ACCIONES REQUERIDAS –
A. ¿Puedes imprimir el fragmento del texto sobre la civilización occidental que comienza con "Tuvo que pasar" y sigue hasta "hace un siglo."?
B. ¿En cuántas líneas de los registros aparece la cadena "wooden"? Distingue entre mayúsculas y minúsculas y responde solo con el número.

TEXTO DADO –
==================================================
La demostración histórica de lo que estoy planteando es más que evidente. El primer filósofo que se expresó en estos términos —por supuesto, en el lenguaje propio de la filosofía de su tiempo— fue un judío sefardita: Bento (forma portuguesa de Benito; en hebreo, Baruj) Spinoza.

Tuvo que pasar un siglo para que la Ilustración desarrollara estas ideas y las dejara en su punto óptimo para comenzar a transformar a Europa, y eso último sólo se logró cuando la Revolución Industrial consolidó las transformaciones en las relaciones económicas. Por ello, es desde finales del siglo XVIII e inicios del siglo XIX que se desarrollaron, paralelamente, las ciencias, las ideas democráticas, y las ideas liberales. Todo, a la par del desarrollo del individualismo.

El proceso no ha sido sencillo. A unos 250 años del arranque de esta transformación, todavía hay mucho que hacer. Por eso es que resulta urgente cuidar a la civilización occidental y sus valores. El ataque furibundo de las ideologías colectivistas está marcando esta época, y nos acerca al riesgo de que esto detone catástrofes humanitarias como las que se vivieron justo hace un siglo.
==================================================
REGISTROS DE DATOS –
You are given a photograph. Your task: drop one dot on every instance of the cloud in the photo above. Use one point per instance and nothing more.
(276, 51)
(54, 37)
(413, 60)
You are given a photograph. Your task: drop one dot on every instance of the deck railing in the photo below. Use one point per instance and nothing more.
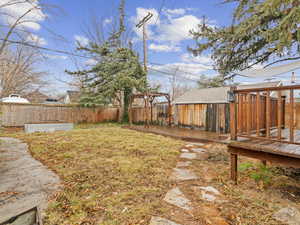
(264, 113)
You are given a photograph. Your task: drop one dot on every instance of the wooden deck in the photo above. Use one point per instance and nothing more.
(263, 127)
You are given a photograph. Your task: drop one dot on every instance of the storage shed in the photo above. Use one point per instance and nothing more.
(208, 108)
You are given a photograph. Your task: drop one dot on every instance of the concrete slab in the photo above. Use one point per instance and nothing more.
(25, 182)
(188, 156)
(161, 221)
(177, 198)
(183, 175)
(184, 164)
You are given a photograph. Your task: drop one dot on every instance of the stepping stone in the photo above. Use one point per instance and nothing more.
(183, 164)
(188, 156)
(161, 221)
(183, 174)
(177, 198)
(199, 150)
(194, 144)
(210, 189)
(288, 215)
(184, 150)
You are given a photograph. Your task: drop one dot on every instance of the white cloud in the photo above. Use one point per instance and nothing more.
(36, 39)
(164, 48)
(12, 12)
(90, 62)
(81, 39)
(55, 56)
(174, 27)
(174, 12)
(204, 60)
(107, 21)
(178, 29)
(192, 70)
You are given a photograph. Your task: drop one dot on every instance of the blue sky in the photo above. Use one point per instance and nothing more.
(168, 36)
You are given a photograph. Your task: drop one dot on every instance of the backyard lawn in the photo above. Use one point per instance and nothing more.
(116, 176)
(110, 175)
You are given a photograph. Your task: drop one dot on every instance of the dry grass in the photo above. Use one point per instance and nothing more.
(110, 175)
(249, 202)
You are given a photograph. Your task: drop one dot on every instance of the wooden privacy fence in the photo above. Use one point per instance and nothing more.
(253, 111)
(265, 114)
(210, 117)
(14, 114)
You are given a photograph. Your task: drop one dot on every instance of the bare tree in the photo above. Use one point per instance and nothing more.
(17, 71)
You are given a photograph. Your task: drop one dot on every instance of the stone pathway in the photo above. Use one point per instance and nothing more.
(24, 182)
(176, 198)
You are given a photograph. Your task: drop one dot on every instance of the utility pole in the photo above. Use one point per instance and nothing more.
(143, 23)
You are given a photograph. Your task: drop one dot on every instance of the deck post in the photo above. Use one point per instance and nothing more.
(169, 110)
(291, 115)
(258, 113)
(151, 110)
(130, 110)
(248, 113)
(268, 111)
(279, 116)
(234, 161)
(233, 118)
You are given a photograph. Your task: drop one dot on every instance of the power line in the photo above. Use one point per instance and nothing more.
(171, 74)
(160, 10)
(186, 72)
(45, 49)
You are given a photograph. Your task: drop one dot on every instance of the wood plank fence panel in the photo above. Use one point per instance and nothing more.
(13, 114)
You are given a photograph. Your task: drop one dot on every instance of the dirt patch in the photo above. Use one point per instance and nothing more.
(291, 192)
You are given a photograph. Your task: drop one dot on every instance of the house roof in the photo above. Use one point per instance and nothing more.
(259, 85)
(215, 95)
(74, 96)
(36, 97)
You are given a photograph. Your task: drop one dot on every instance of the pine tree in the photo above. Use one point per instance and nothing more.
(262, 30)
(116, 74)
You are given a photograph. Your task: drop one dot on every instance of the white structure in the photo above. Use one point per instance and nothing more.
(14, 98)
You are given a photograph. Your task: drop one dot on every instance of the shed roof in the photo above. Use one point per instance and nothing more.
(74, 96)
(205, 95)
(215, 95)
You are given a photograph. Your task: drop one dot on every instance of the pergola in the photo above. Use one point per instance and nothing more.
(148, 100)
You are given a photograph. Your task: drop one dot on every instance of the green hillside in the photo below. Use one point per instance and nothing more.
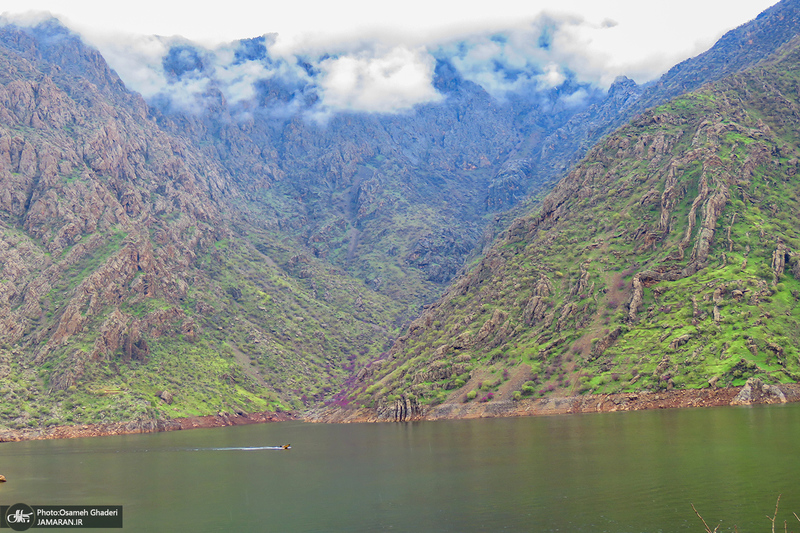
(667, 259)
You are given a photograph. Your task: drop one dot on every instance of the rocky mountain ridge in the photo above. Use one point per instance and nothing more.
(666, 259)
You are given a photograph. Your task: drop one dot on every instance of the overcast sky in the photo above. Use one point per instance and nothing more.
(383, 49)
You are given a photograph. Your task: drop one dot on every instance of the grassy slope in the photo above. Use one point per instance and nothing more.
(548, 310)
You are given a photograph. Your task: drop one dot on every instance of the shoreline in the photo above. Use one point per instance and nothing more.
(754, 393)
(144, 426)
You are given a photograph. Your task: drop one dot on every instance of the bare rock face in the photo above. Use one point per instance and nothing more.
(755, 391)
(99, 210)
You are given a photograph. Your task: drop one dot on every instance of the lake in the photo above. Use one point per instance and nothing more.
(614, 472)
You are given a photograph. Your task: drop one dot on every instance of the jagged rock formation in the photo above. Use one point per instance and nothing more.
(155, 263)
(123, 270)
(660, 262)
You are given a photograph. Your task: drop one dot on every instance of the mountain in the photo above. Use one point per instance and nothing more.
(160, 260)
(668, 258)
(132, 287)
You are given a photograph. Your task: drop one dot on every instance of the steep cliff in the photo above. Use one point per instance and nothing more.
(127, 288)
(667, 259)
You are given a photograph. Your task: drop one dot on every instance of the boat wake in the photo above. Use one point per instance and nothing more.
(242, 448)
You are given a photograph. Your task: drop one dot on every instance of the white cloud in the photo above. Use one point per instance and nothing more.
(387, 82)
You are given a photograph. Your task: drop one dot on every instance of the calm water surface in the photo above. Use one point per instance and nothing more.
(615, 472)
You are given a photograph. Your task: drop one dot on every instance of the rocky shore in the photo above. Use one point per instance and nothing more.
(753, 393)
(143, 426)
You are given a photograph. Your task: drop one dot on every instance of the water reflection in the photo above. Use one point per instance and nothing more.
(620, 472)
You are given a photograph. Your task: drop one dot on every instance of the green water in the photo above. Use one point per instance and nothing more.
(616, 472)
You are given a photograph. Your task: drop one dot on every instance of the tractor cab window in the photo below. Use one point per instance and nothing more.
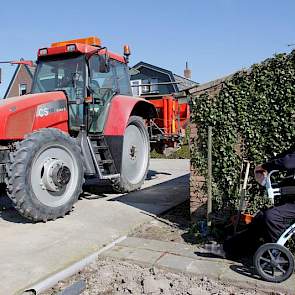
(123, 78)
(103, 86)
(66, 74)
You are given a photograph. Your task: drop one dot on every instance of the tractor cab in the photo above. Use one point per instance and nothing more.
(83, 70)
(79, 123)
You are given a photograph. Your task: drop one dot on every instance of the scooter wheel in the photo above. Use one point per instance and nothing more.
(274, 263)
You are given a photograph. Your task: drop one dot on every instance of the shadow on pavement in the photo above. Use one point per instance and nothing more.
(158, 198)
(245, 270)
(152, 200)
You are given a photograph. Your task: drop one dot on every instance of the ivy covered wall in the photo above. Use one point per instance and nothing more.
(253, 118)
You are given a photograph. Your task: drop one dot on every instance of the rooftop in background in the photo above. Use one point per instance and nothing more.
(149, 79)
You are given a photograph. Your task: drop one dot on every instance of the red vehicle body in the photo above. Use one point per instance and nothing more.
(80, 122)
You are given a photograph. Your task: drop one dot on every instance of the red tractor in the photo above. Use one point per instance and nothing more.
(79, 122)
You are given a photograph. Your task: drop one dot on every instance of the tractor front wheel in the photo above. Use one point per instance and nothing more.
(46, 175)
(135, 156)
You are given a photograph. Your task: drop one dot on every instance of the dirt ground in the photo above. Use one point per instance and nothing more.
(109, 276)
(113, 277)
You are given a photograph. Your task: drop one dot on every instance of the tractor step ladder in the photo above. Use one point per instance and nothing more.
(103, 157)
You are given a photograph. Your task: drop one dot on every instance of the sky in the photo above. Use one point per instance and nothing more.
(216, 37)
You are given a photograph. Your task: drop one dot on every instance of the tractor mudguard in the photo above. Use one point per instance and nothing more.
(23, 114)
(121, 108)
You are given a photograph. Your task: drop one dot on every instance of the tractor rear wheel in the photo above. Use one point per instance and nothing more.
(46, 175)
(135, 155)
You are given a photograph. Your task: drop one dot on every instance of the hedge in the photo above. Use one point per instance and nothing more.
(252, 117)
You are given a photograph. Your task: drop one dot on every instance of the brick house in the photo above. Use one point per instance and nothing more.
(148, 79)
(21, 81)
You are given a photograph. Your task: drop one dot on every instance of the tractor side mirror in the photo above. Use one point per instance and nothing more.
(104, 66)
(29, 63)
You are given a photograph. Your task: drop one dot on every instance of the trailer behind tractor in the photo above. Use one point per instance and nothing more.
(80, 121)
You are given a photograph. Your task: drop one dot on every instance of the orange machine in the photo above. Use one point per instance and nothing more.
(168, 129)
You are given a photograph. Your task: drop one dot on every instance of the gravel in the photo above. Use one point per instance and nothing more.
(110, 276)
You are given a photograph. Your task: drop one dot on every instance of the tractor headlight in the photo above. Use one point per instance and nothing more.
==================================================
LAS RESPUESTAS –
A.
Tuvo que pasar un siglo para que la Ilustración desarrollara estas ideas y las dejara en su punto óptimo para comenzar a transformar a Europa, y eso último sólo se logró cuando la Revolución Industrial consolidó las transformaciones en las relaciones económicas. Por ello, es desde finales del siglo XVIII e inicios del siglo XIX que se desarrollaron, paralelamente, las ciencias, las ideas democráticas, y las ideas liberales. Todo, a la par del desarrollo del individualismo.

El proceso no ha sido sencillo. A unos 250 años del arranque de esta transformación, todavía hay mucho que hacer. Por eso es que resulta urgente cuidar a la civilización occidental y sus valores. El ataque furibundo de las ideologías colectivistas está marcando esta época, y nos acerca al riesgo de que esto detone catástrofes humanitarias como las que se vivieron justo hace un siglo.

B. 2